▶ [PROVIDED TEXT]
Fully automated basic security communism
On the polarisation over material and post-material values
As political horizons continue to narrow, ever-greater numbers of political aspirations get denounced as “luxury beliefs”. Political realism is crucial, but this need not imply we give up the horizon of emancipation. So is it mean and wrong to call ideals that rest on people being better people “luxury beliefs”? No. Maybe these demands or ideals really are superfluous, flighty.
This understanding need not be conservative, in the sense of limiting oneself to what has already existed in the past, or of defending coercive institutions and practices, or of dismissing popular aspirations for the good life. In fact, when we think about “luxury beliefs” and their opponents, we shouldn’t see the face-off as being between radicals (abolish the police, no borders) and conservatives (punitivism, xenophobia). Instead it is a division between those holding post-material and material values. Materialist values can concern things like social order, economic growth, wages, poverty, war; post-material values often focus on environmental protection, sexual autonomy, political participation, meaningful jobs.
Each of these poles has its radical and conservative interpretations. We can imagine it as a four-square grid.

▶ [DATA SHOWN]
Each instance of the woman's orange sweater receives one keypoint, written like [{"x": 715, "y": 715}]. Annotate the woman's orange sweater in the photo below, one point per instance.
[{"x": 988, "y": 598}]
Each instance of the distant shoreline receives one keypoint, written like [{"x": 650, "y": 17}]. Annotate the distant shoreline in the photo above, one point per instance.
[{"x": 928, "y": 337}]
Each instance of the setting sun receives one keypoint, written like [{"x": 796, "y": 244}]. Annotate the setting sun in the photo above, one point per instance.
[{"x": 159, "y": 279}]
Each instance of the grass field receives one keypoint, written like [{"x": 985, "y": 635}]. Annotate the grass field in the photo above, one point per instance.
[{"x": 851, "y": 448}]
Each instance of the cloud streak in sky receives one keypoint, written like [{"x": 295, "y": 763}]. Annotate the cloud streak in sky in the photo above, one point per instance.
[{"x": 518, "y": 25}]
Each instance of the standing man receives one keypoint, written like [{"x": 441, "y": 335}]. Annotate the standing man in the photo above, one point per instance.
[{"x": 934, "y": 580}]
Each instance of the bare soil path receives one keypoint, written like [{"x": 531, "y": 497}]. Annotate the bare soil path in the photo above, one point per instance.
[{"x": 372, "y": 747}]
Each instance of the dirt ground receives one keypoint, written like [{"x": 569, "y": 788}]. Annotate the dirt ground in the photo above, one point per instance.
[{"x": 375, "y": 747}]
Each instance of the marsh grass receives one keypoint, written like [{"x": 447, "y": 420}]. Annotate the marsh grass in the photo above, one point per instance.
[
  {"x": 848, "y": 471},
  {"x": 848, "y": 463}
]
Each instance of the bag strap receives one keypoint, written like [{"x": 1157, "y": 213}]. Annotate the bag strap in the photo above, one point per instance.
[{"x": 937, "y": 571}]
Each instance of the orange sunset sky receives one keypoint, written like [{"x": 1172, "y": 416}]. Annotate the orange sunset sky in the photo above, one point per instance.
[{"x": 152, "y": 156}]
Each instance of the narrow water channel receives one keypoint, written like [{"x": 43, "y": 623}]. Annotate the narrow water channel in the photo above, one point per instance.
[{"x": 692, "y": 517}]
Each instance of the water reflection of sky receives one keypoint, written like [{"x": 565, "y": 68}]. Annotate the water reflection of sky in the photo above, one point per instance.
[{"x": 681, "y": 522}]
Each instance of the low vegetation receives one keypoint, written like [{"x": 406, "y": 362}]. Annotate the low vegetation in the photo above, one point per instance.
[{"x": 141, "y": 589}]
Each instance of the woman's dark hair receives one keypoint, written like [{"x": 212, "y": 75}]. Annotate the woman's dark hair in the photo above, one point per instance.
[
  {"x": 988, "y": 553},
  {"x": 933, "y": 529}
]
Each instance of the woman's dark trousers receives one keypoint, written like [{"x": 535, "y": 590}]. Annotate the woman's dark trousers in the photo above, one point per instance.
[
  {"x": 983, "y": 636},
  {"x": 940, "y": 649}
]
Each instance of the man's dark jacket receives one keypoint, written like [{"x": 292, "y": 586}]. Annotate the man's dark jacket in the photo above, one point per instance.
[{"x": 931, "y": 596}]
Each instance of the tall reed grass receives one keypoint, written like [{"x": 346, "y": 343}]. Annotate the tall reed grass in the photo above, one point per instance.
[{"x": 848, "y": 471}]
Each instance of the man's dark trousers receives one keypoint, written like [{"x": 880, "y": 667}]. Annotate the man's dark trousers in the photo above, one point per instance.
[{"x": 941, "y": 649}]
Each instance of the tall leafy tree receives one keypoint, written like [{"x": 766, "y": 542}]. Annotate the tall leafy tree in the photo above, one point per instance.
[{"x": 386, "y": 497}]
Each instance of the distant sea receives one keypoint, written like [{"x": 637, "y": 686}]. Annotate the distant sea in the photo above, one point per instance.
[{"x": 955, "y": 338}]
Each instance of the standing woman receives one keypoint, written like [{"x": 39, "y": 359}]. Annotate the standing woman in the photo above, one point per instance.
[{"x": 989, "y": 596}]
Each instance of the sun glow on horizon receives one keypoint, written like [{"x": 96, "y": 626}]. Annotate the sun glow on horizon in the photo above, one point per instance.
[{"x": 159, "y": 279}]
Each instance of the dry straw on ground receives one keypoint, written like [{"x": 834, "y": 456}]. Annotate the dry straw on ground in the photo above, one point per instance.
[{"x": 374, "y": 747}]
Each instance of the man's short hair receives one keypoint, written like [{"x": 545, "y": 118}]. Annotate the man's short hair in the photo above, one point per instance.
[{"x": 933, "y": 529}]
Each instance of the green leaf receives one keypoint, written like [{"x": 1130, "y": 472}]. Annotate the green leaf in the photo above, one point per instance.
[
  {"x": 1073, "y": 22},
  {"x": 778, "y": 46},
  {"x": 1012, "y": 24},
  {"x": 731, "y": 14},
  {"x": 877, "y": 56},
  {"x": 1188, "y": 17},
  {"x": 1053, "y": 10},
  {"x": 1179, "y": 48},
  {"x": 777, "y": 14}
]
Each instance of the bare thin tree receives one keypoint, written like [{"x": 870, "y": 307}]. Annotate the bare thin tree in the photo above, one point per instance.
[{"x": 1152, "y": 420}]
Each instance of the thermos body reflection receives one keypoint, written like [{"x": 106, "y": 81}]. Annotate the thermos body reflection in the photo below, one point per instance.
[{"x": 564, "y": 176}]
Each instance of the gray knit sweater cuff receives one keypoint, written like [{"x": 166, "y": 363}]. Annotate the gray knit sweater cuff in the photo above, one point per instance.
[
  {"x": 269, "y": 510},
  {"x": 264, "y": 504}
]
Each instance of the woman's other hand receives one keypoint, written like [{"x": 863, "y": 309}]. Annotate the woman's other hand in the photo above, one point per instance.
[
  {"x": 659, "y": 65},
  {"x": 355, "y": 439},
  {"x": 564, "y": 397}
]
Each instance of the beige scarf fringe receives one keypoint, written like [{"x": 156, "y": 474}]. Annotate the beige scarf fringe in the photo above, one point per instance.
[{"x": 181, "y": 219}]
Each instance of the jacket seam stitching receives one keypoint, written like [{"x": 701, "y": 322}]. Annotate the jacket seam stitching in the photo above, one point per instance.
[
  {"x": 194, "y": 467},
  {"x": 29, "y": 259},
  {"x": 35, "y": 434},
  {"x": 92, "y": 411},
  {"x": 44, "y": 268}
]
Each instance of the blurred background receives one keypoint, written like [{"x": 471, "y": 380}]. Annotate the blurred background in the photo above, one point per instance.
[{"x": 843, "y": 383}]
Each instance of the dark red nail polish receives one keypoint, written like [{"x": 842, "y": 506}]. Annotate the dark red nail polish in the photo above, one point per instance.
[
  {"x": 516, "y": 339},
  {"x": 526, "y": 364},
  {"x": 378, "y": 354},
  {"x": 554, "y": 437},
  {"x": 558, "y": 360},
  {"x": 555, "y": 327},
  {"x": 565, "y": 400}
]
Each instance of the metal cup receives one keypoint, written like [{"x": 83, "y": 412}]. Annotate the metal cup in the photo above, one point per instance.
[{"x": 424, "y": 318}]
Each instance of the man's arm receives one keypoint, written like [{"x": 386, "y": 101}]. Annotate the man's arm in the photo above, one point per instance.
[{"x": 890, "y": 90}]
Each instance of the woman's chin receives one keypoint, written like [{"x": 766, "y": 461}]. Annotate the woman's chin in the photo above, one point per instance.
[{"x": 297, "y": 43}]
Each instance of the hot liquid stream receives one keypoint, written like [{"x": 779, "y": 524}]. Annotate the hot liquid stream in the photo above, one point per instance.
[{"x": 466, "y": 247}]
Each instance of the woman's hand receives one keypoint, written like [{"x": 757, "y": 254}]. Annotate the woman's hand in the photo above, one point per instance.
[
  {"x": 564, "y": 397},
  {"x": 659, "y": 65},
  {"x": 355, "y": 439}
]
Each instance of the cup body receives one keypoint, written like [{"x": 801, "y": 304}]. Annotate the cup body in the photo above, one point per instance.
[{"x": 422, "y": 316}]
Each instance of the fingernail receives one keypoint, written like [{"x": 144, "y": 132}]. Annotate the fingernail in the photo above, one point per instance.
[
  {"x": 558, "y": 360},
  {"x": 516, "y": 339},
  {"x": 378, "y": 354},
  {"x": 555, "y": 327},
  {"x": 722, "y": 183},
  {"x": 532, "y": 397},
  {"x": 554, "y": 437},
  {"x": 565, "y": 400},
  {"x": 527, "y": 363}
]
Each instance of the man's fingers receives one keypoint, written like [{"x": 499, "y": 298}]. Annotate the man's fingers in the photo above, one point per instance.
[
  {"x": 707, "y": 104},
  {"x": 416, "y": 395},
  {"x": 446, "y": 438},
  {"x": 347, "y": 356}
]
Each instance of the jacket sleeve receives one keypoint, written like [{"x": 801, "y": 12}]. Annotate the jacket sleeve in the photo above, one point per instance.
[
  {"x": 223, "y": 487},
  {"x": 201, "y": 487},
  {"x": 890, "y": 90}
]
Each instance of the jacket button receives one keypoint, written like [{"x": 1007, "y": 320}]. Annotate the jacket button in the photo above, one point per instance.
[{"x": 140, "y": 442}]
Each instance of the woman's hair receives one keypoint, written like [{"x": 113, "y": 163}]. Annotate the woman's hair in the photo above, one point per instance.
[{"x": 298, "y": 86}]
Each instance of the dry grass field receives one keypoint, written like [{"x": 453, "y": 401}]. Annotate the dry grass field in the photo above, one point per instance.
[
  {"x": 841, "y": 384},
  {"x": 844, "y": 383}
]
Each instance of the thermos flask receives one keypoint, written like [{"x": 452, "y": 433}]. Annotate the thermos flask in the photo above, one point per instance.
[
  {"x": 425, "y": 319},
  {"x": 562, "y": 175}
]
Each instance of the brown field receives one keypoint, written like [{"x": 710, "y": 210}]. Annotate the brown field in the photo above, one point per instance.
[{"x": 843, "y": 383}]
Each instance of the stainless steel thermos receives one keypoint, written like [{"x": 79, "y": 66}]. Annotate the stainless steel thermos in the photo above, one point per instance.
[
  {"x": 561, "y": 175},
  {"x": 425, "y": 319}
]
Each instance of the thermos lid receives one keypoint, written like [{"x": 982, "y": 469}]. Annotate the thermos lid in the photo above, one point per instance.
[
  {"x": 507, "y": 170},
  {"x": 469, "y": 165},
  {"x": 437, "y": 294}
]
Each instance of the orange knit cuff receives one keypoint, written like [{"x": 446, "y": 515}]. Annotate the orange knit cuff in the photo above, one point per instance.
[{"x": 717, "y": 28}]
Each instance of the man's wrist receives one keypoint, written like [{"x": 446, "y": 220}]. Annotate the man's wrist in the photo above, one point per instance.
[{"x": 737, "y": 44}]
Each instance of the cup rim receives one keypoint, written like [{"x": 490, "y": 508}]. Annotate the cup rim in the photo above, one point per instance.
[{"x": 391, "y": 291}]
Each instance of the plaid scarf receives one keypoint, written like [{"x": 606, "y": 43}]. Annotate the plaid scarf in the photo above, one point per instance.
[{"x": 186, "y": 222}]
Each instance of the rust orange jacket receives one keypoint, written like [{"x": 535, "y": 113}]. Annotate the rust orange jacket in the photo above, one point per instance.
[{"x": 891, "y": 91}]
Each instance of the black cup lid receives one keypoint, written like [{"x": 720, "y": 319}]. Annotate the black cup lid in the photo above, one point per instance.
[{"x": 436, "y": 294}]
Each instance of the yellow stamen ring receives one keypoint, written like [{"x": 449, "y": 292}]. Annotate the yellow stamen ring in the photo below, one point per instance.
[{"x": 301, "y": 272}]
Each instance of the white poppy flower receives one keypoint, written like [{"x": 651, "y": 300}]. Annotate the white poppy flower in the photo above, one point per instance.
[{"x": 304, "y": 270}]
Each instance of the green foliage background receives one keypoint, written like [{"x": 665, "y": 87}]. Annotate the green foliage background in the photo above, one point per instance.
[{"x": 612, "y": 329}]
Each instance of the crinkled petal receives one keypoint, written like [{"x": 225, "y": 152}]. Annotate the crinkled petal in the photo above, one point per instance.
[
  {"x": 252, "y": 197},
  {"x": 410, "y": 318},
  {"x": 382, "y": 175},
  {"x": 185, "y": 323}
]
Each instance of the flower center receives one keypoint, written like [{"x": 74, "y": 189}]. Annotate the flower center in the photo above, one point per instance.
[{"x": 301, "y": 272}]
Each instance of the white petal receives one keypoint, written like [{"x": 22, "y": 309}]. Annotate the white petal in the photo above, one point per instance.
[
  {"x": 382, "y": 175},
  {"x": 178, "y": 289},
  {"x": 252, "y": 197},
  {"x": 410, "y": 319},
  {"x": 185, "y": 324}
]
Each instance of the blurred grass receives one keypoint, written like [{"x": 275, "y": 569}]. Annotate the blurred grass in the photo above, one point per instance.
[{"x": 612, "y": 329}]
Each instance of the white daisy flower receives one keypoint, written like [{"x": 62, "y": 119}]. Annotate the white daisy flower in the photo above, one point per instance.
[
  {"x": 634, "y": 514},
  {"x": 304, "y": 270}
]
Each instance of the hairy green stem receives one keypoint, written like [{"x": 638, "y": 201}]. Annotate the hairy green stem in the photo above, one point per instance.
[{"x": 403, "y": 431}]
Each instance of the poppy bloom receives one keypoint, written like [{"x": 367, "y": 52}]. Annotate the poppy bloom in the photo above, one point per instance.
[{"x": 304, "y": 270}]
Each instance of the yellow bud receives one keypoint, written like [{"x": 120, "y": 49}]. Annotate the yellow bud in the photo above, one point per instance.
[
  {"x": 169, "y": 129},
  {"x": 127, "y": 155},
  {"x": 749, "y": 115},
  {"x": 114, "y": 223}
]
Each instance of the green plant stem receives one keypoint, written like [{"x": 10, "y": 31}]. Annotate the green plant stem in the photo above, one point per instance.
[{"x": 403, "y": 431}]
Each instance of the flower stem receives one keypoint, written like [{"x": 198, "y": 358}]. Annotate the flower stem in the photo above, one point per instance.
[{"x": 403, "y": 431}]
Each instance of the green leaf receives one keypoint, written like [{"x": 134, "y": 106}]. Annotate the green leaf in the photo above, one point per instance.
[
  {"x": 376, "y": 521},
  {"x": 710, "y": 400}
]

▶ [TASK INSTRUCTIONS]
A: In the essay on material and post-material values, which concerns are listed as typical of materialist values?
B: Display each line of the records that contains the word "distant".
The records bear no relation to the essay on material and post-material values.

▶ [SOLVED PROBLEMS]
A: Social order, economic growth, wages, poverty and war.

B:
Each instance of the distant shoreline receives one keypoint, written like [{"x": 650, "y": 17}]. Annotate the distant shoreline in the photo above, one point per instance.
Each instance of the distant sea receives one keypoint, written like [{"x": 637, "y": 686}]. Annotate the distant sea in the photo above, one point per instance.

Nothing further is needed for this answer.